*** EXCERPTED RECORDS
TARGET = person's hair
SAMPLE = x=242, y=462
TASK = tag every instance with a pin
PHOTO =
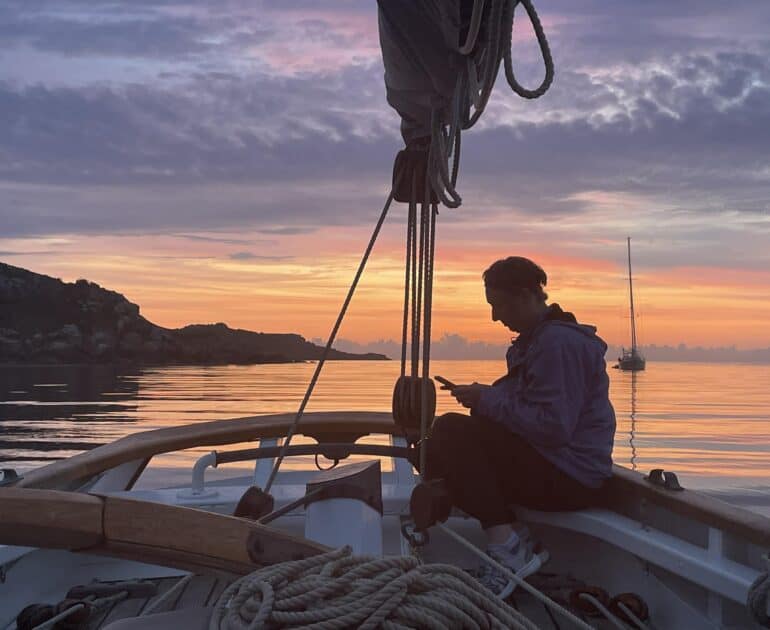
x=515, y=274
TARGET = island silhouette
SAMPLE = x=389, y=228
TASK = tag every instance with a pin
x=45, y=320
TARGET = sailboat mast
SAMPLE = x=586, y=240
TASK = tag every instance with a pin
x=631, y=295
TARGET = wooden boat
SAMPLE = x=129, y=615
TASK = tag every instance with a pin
x=691, y=558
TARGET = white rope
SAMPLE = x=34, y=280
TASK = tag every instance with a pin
x=547, y=601
x=94, y=604
x=338, y=590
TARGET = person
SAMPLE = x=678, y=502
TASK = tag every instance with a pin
x=541, y=436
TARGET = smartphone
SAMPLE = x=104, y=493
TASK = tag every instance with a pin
x=445, y=382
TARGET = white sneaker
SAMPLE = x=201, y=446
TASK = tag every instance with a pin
x=517, y=558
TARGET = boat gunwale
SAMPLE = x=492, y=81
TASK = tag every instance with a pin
x=625, y=488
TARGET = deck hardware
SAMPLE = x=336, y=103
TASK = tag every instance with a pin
x=584, y=604
x=430, y=503
x=665, y=479
x=197, y=488
x=622, y=604
x=10, y=477
x=758, y=600
x=413, y=536
x=254, y=504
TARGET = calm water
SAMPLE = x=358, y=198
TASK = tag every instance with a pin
x=710, y=423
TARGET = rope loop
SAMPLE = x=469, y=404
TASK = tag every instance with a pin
x=340, y=590
x=545, y=51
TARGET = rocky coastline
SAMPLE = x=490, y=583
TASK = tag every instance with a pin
x=46, y=321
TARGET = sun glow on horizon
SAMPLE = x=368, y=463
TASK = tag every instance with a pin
x=297, y=283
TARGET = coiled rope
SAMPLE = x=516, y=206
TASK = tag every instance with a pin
x=338, y=590
x=484, y=53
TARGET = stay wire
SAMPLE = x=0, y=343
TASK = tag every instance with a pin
x=409, y=222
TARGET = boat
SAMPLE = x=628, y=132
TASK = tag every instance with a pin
x=631, y=359
x=77, y=530
x=364, y=542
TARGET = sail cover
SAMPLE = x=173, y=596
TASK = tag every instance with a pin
x=420, y=41
x=441, y=61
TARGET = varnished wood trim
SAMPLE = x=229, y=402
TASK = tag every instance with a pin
x=63, y=519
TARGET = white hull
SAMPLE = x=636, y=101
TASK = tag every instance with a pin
x=690, y=574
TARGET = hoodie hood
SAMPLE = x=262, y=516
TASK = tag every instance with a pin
x=555, y=317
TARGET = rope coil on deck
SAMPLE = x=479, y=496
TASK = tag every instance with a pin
x=339, y=590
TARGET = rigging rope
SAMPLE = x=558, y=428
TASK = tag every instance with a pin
x=474, y=83
x=329, y=343
x=474, y=86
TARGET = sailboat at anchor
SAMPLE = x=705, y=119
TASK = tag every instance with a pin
x=631, y=359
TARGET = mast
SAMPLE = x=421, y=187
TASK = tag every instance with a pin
x=631, y=295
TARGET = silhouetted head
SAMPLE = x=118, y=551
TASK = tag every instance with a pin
x=514, y=288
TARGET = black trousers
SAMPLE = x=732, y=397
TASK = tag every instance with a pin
x=488, y=468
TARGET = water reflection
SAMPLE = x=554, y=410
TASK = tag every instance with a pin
x=632, y=432
x=709, y=423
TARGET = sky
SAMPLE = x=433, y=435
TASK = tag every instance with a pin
x=226, y=161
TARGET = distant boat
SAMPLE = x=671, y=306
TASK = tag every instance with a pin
x=631, y=360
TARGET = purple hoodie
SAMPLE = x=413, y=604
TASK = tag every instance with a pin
x=555, y=396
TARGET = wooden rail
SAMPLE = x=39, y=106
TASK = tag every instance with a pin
x=626, y=493
x=154, y=533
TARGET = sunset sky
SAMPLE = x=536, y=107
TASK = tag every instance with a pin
x=226, y=161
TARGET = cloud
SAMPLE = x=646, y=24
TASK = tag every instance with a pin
x=651, y=125
x=250, y=256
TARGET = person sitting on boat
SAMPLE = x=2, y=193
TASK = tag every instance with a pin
x=542, y=435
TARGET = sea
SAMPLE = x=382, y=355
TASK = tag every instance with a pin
x=709, y=423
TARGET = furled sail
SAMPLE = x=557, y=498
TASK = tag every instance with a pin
x=441, y=60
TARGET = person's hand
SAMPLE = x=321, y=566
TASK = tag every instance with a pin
x=468, y=395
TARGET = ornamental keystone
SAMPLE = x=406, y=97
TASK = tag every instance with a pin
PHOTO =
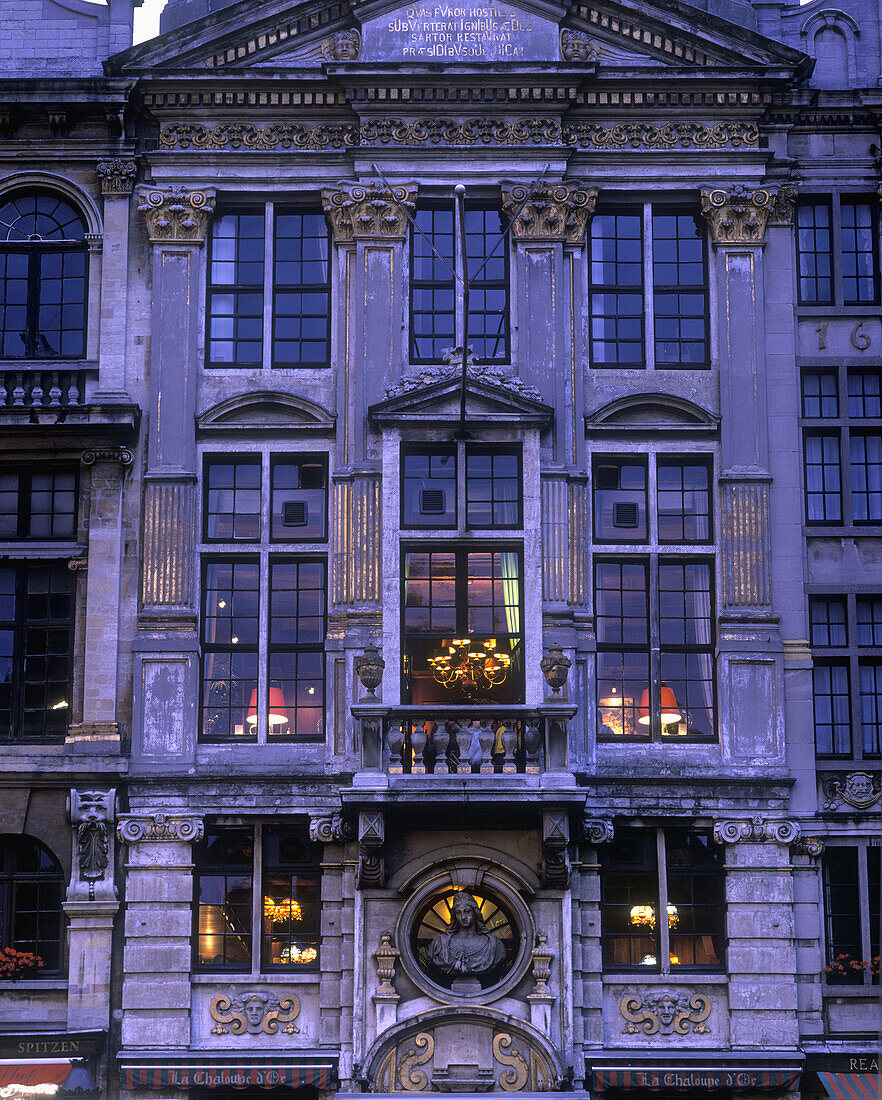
x=368, y=211
x=738, y=216
x=552, y=212
x=176, y=213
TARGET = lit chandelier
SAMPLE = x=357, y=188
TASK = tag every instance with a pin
x=470, y=667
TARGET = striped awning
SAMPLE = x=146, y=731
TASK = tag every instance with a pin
x=850, y=1086
x=696, y=1077
x=224, y=1074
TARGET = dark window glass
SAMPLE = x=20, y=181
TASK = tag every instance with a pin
x=462, y=626
x=301, y=295
x=679, y=299
x=616, y=243
x=859, y=266
x=866, y=462
x=290, y=900
x=814, y=252
x=299, y=499
x=863, y=394
x=429, y=488
x=493, y=487
x=223, y=899
x=36, y=615
x=39, y=505
x=233, y=499
x=432, y=285
x=296, y=702
x=833, y=719
x=820, y=395
x=620, y=499
x=683, y=501
x=230, y=627
x=31, y=894
x=235, y=281
x=695, y=899
x=823, y=490
x=42, y=278
x=828, y=622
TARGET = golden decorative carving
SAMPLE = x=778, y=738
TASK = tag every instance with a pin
x=663, y=1013
x=737, y=216
x=469, y=132
x=747, y=547
x=422, y=1051
x=166, y=578
x=514, y=1079
x=118, y=177
x=256, y=1012
x=176, y=213
x=359, y=211
x=553, y=211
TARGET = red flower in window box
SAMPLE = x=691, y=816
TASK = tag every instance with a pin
x=15, y=965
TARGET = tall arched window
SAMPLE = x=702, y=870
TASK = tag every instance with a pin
x=31, y=892
x=43, y=267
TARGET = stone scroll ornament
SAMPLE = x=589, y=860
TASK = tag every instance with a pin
x=665, y=1013
x=255, y=1012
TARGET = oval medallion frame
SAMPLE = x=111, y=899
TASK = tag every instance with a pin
x=486, y=884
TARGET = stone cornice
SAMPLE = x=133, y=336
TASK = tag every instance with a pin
x=552, y=212
x=367, y=211
x=176, y=213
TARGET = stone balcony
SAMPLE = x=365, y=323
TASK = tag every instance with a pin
x=474, y=750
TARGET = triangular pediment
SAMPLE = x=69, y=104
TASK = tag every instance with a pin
x=310, y=34
x=414, y=402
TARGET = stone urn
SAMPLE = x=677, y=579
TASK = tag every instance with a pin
x=555, y=668
x=368, y=668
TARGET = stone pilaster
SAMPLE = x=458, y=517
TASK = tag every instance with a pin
x=158, y=916
x=90, y=906
x=549, y=221
x=759, y=924
x=117, y=177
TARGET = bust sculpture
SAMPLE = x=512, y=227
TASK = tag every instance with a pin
x=466, y=946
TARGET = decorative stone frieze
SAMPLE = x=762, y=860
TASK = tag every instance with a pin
x=185, y=827
x=255, y=1012
x=857, y=789
x=665, y=1013
x=550, y=212
x=577, y=46
x=597, y=829
x=91, y=815
x=757, y=829
x=331, y=829
x=737, y=216
x=176, y=213
x=368, y=211
x=118, y=177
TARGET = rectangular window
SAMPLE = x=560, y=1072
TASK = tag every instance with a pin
******
● **REQUIRED WORK**
Recast every line of the entries above as a Markdown table with the columns "Row" and "Line," numbering the rows in order. Skip blank lines and leave out the pictures.

● **RESULT OF THE TASK**
| Row | Line |
|---|---|
| 1 | TARGET = person's hair |
| 2 | SAMPLE = x=242, y=462 |
| 3 | TASK = tag every instance with a pin |
| 4 | PHOTO = |
| 5 | x=515, y=274 |
| 6 | TARGET = island silhouette |
| 7 | SAMPLE = x=389, y=228 |
| 8 | TASK = tag every instance with a pin |
| 9 | x=45, y=320 |
| 10 | TARGET = sailboat mast |
| 11 | SAMPLE = x=586, y=240 |
| 12 | TASK = tag every instance with a pin |
| 13 | x=631, y=295 |
| 14 | TARGET = wooden boat |
| 15 | SAMPLE = x=129, y=615 |
| 16 | TASK = tag every instance with a pin |
| 17 | x=691, y=558 |
| 18 | TARGET = white rope |
| 19 | SAMPLE = x=34, y=280 |
| 20 | TASK = tag every instance with a pin |
| 21 | x=547, y=601 |
| 22 | x=94, y=604 |
| 23 | x=338, y=590 |
| 24 | TARGET = person |
| 25 | SAMPLE = x=678, y=502 |
| 26 | TASK = tag every instance with a pin |
| 27 | x=541, y=436 |
| 28 | TARGET = smartphone |
| 29 | SAMPLE = x=104, y=493 |
| 30 | TASK = tag every instance with a pin |
| 31 | x=445, y=382 |
| 32 | TARGET = white sneaker |
| 33 | SAMPLE = x=201, y=446 |
| 34 | TASK = tag every instance with a pin |
| 35 | x=517, y=558 |
| 36 | TARGET = boat gunwale |
| 37 | SAMPLE = x=492, y=81 |
| 38 | TASK = tag every instance with a pin |
| 39 | x=625, y=488 |
| 40 | TARGET = deck hardware |
| 41 | SAMPLE = x=336, y=103 |
| 42 | TASK = tag every instance with a pin |
| 43 | x=584, y=604 |
| 44 | x=430, y=503 |
| 45 | x=665, y=479 |
| 46 | x=197, y=488 |
| 47 | x=622, y=604 |
| 48 | x=10, y=477 |
| 49 | x=758, y=600 |
| 50 | x=413, y=536 |
| 51 | x=254, y=504 |
| 52 | TARGET = calm water |
| 53 | SAMPLE = x=358, y=198 |
| 54 | TASK = tag every instance with a pin |
| 55 | x=710, y=423 |
| 56 | TARGET = rope loop |
| 57 | SAMPLE = x=469, y=404 |
| 58 | TASK = tag every instance with a pin |
| 59 | x=340, y=590 |
| 60 | x=545, y=51 |
| 61 | TARGET = rocky coastline |
| 62 | SAMPLE = x=490, y=583 |
| 63 | TASK = tag every instance with a pin |
| 64 | x=46, y=321 |
| 65 | TARGET = sun glow on horizon |
| 66 | SAMPLE = x=368, y=463 |
| 67 | TASK = tag every instance with a pin |
| 68 | x=297, y=283 |
| 69 | TARGET = coiled rope |
| 70 | SAMPLE = x=516, y=206 |
| 71 | TASK = tag every instance with a pin |
| 72 | x=338, y=590 |
| 73 | x=484, y=53 |
| 74 | TARGET = stay wire |
| 75 | SAMPLE = x=0, y=343 |
| 76 | TASK = tag every instance with a pin |
| 77 | x=409, y=222 |
| 78 | TARGET = boat |
| 79 | SAMPLE = x=628, y=132 |
| 80 | TASK = tag every instance with a pin |
| 81 | x=631, y=359 |
| 82 | x=77, y=530 |
| 83 | x=364, y=542 |
| 84 | TARGET = sail cover |
| 85 | SAMPLE = x=173, y=596 |
| 86 | TASK = tag every instance with a pin |
| 87 | x=420, y=41 |
| 88 | x=441, y=61 |
| 89 | TARGET = varnished wood trim |
| 90 | SAMPLE = x=229, y=402 |
| 91 | TASK = tag every instance with a pin |
| 92 | x=63, y=519 |
| 93 | TARGET = white hull |
| 94 | SAMPLE = x=636, y=101 |
| 95 | TASK = tag every instance with a pin |
| 96 | x=690, y=574 |
| 97 | TARGET = hoodie hood |
| 98 | SAMPLE = x=262, y=516 |
| 99 | TASK = tag every instance with a pin |
| 100 | x=555, y=317 |
| 101 | TARGET = rope coil on deck |
| 102 | SAMPLE = x=479, y=496 |
| 103 | TASK = tag every instance with a pin |
| 104 | x=339, y=590 |
| 105 | TARGET = rigging rope |
| 106 | SAMPLE = x=558, y=428 |
| 107 | TASK = tag every instance with a pin |
| 108 | x=474, y=83 |
| 109 | x=329, y=343 |
| 110 | x=474, y=86 |
| 111 | TARGET = sailboat at anchor |
| 112 | SAMPLE = x=705, y=119 |
| 113 | TASK = tag every instance with a pin |
| 114 | x=631, y=359 |
| 115 | TARGET = mast |
| 116 | SAMPLE = x=421, y=187 |
| 117 | TASK = tag every instance with a pin |
| 118 | x=631, y=295 |
| 119 | TARGET = silhouetted head |
| 120 | SAMPLE = x=118, y=551 |
| 121 | TASK = tag every instance with a pin |
| 122 | x=514, y=288 |
| 123 | TARGET = black trousers |
| 124 | SAMPLE = x=732, y=397 |
| 125 | TASK = tag every instance with a pin |
| 126 | x=488, y=468 |
| 127 | TARGET = water reflection |
| 128 | SAMPLE = x=554, y=410 |
| 129 | TASK = tag every instance with a pin |
| 130 | x=632, y=432 |
| 131 | x=709, y=423 |
| 132 | TARGET = sky |
| 133 | SAMPLE = x=433, y=435 |
| 134 | TASK = tag every instance with a pin |
| 135 | x=226, y=161 |
| 136 | TARGET = distant boat |
| 137 | SAMPLE = x=671, y=306 |
| 138 | TASK = tag every instance with a pin |
| 139 | x=631, y=360 |
| 140 | TARGET = purple hoodie |
| 141 | SAMPLE = x=413, y=604 |
| 142 | TASK = tag every instance with a pin |
| 143 | x=555, y=396 |
| 144 | TARGET = wooden rail |
| 145 | SAMPLE = x=39, y=106 |
| 146 | TASK = tag every instance with a pin |
| 147 | x=626, y=493 |
| 148 | x=154, y=533 |
| 149 | TARGET = sunset sky |
| 150 | SAMPLE = x=536, y=107 |
| 151 | TASK = tag every instance with a pin |
| 152 | x=226, y=161 |
| 153 | TARGET = cloud |
| 154 | SAMPLE = x=646, y=24 |
| 155 | TASK = tag every instance with a pin |
| 156 | x=651, y=125 |
| 157 | x=250, y=256 |
| 158 | TARGET = person sitting on boat |
| 159 | SAMPLE = x=2, y=193 |
| 160 | TASK = tag every instance with a pin |
| 161 | x=542, y=435 |
| 162 | TARGET = sea |
| 163 | SAMPLE = x=382, y=355 |
| 164 | TASK = tag every instance with a pin |
| 165 | x=709, y=423 |
| 166 | TARGET = furled sail |
| 167 | SAMPLE = x=557, y=498 |
| 168 | TASK = tag every instance with a pin |
| 169 | x=441, y=60 |
| 170 | TARGET = person's hand |
| 171 | SAMPLE = x=321, y=566 |
| 172 | TASK = tag every instance with a pin |
| 173 | x=468, y=395 |
| 174 | TARGET = ornamental keystone |
| 175 | SAMPLE = x=406, y=97 |
| 176 | TASK = tag every instance with a pin |
| 177 | PHOTO = |
| 178 | x=368, y=211 |
| 179 | x=738, y=216 |
| 180 | x=552, y=212 |
| 181 | x=176, y=213 |
| 182 | TARGET = lit chandelier |
| 183 | SAMPLE = x=357, y=188 |
| 184 | TASK = tag every instance with a pin |
| 185 | x=470, y=667 |
| 186 | TARGET = striped awning |
| 187 | SAMPLE = x=146, y=731 |
| 188 | TASK = tag every instance with a pin |
| 189 | x=850, y=1086 |
| 190 | x=696, y=1077 |
| 191 | x=224, y=1074 |
| 192 | TARGET = dark window glass |
| 193 | SAMPLE = x=20, y=181 |
| 194 | TASK = tag every instance with a pin |
| 195 | x=462, y=626 |
| 196 | x=301, y=295 |
| 197 | x=679, y=299 |
| 198 | x=616, y=243 |
| 199 | x=859, y=266 |
| 200 | x=866, y=462 |
| 201 | x=290, y=900 |
| 202 | x=814, y=252 |
| 203 | x=299, y=499 |
| 204 | x=863, y=394 |
| 205 | x=429, y=488 |
| 206 | x=493, y=487 |
| 207 | x=223, y=899 |
| 208 | x=36, y=615 |
| 209 | x=39, y=505 |
| 210 | x=233, y=499 |
| 211 | x=432, y=285 |
| 212 | x=296, y=702 |
| 213 | x=833, y=719 |
| 214 | x=820, y=395 |
| 215 | x=620, y=499 |
| 216 | x=683, y=501 |
| 217 | x=230, y=627 |
| 218 | x=31, y=894 |
| 219 | x=235, y=281 |
| 220 | x=695, y=899 |
| 221 | x=823, y=490 |
| 222 | x=42, y=278 |
| 223 | x=828, y=622 |
| 224 | TARGET = golden decorative carving |
| 225 | SAMPLE = x=778, y=738 |
| 226 | TASK = tag every instance with a pin |
| 227 | x=663, y=1013 |
| 228 | x=737, y=216 |
| 229 | x=469, y=132 |
| 230 | x=747, y=547 |
| 231 | x=422, y=1051 |
| 232 | x=166, y=578 |
| 233 | x=514, y=1079 |
| 234 | x=118, y=177 |
| 235 | x=256, y=1012 |
| 236 | x=176, y=213 |
| 237 | x=359, y=211 |
| 238 | x=553, y=211 |
| 239 | TARGET = red flower in window box |
| 240 | SAMPLE = x=691, y=816 |
| 241 | TASK = tag every instance with a pin |
| 242 | x=15, y=965 |
| 243 | TARGET = tall arched window |
| 244 | SAMPLE = x=702, y=870 |
| 245 | TASK = tag every instance with a pin |
| 246 | x=31, y=892 |
| 247 | x=43, y=267 |
| 248 | TARGET = stone scroll ornament |
| 249 | SAMPLE = x=589, y=860 |
| 250 | TASK = tag every instance with a pin |
| 251 | x=665, y=1013 |
| 252 | x=255, y=1012 |
| 253 | TARGET = oval medallion frame |
| 254 | SAMPLE = x=111, y=899 |
| 255 | TASK = tag every instance with a pin |
| 256 | x=486, y=884 |
| 257 | TARGET = stone cornice |
| 258 | SAMPLE = x=133, y=336 |
| 259 | TASK = tag every instance with a pin |
| 260 | x=552, y=212 |
| 261 | x=367, y=211 |
| 262 | x=176, y=213 |
| 263 | TARGET = stone balcony |
| 264 | SAMPLE = x=365, y=323 |
| 265 | TASK = tag every instance with a pin |
| 266 | x=474, y=750 |
| 267 | TARGET = triangular pediment |
| 268 | SAMPLE = x=69, y=104 |
| 269 | TASK = tag every instance with a pin |
| 270 | x=310, y=34 |
| 271 | x=414, y=402 |
| 272 | TARGET = stone urn |
| 273 | SAMPLE = x=677, y=579 |
| 274 | TASK = tag every instance with a pin |
| 275 | x=555, y=668 |
| 276 | x=368, y=668 |
| 277 | TARGET = stone pilaster |
| 278 | SAMPLE = x=458, y=517 |
| 279 | TASK = tag every instance with a pin |
| 280 | x=158, y=916 |
| 281 | x=90, y=906 |
| 282 | x=549, y=221 |
| 283 | x=759, y=924 |
| 284 | x=117, y=177 |
| 285 | TARGET = bust sculpture |
| 286 | SAMPLE = x=512, y=227 |
| 287 | TASK = tag every instance with a pin |
| 288 | x=466, y=946 |
| 289 | TARGET = decorative stone frieze |
| 290 | SAMPLE = x=762, y=860 |
| 291 | TASK = tag every instance with a pin |
| 292 | x=185, y=827 |
| 293 | x=255, y=1012 |
| 294 | x=857, y=789 |
| 295 | x=665, y=1013 |
| 296 | x=550, y=212 |
| 297 | x=577, y=46 |
| 298 | x=597, y=829 |
| 299 | x=91, y=815 |
| 300 | x=757, y=829 |
| 301 | x=331, y=829 |
| 302 | x=737, y=216 |
| 303 | x=176, y=213 |
| 304 | x=368, y=211 |
| 305 | x=118, y=177 |
| 306 | TARGET = rectangular window |
| 307 | SAMPLE = x=560, y=1072 |
| 308 | TASK = tag every instance with a pin |